- [TASK BRIEF]: Rewrite the lines starting with the line with "Place a point on the atm screen" and going on through the end of the lines, in full. Shift every answer coordinate up by 32, and leave all other numbers as they are.

- [INPUT]:

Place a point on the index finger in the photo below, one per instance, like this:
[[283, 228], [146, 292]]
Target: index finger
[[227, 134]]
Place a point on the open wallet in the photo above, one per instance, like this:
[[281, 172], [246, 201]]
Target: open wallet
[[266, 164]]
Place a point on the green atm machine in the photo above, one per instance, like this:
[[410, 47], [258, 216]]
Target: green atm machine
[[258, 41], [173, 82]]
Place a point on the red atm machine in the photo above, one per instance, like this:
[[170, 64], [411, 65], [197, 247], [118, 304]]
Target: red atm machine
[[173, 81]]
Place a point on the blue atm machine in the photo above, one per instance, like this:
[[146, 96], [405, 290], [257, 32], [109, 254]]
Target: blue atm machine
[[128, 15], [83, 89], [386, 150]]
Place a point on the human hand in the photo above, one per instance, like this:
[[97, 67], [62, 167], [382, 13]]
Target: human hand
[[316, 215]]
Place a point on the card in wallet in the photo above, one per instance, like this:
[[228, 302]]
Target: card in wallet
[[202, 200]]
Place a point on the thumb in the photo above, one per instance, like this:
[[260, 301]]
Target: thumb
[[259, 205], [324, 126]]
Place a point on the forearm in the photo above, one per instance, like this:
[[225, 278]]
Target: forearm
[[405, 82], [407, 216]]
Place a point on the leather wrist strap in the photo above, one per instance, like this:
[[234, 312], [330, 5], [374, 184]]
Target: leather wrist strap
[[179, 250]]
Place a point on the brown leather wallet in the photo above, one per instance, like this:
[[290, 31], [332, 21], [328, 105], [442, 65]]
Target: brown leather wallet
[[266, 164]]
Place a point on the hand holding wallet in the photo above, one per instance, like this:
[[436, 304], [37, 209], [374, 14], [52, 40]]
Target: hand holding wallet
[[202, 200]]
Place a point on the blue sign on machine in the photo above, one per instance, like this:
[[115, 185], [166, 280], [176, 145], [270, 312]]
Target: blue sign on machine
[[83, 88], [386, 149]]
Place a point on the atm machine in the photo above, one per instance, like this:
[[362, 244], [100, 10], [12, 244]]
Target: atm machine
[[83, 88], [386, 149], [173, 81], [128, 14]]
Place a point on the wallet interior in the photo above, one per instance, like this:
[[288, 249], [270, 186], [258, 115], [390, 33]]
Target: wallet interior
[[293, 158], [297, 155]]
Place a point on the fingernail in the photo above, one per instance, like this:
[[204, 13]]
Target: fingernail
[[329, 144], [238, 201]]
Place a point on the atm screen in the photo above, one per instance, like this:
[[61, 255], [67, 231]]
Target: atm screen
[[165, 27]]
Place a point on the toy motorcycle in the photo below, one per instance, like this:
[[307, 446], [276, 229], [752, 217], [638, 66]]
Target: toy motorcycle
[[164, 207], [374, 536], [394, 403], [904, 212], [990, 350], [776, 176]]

- [FINISHED ANSWER]:
Place a point on the atm screen in the photo above, one per instance, like this:
[[61, 255], [67, 231]]
Target: atm screen
[[197, 59]]
Place a point on the toy motorcycle in the photo below, one per instance, like this:
[[307, 446], [276, 229], [752, 217], [638, 66]]
Target: toy motorcycle
[[196, 239], [406, 568], [426, 435], [936, 244], [1022, 382], [808, 208]]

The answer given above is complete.